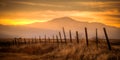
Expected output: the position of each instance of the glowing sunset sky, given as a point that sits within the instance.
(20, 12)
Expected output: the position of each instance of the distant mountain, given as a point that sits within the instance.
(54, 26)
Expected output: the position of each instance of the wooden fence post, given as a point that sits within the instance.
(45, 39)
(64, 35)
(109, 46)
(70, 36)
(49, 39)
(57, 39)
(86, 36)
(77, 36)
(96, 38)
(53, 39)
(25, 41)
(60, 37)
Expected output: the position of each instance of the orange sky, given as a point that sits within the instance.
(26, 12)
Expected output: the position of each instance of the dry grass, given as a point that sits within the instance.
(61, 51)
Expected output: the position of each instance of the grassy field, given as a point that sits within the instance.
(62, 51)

**********

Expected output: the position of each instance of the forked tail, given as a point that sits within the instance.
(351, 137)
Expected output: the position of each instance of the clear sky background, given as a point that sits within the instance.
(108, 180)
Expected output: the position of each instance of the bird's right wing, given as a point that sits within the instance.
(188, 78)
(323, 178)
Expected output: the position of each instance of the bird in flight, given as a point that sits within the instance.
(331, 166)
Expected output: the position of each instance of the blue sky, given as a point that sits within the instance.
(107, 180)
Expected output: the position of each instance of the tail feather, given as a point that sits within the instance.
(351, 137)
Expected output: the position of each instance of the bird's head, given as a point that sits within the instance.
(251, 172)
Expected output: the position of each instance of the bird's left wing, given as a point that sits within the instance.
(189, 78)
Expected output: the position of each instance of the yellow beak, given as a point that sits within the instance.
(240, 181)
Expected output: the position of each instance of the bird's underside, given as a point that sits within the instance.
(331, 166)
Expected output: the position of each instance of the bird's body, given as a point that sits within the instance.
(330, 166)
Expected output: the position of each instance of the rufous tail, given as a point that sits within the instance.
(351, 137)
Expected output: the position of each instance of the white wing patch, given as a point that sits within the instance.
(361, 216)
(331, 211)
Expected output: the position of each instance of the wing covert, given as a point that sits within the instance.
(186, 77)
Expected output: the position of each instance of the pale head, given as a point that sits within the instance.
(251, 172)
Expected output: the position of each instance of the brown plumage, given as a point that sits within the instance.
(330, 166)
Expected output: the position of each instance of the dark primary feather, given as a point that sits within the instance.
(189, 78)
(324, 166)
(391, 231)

**********

Problem statement ▸
Pick out each line in the entries above that contains the string "feather" and copy it in full. Matching is case-sensitive.

The reply ▸
Expected output: the position of each instance of the tail feather, given as a point that sits within the instance.
Expected output: the position of each instance of the dark primary feather, given as a point that sits within the instance.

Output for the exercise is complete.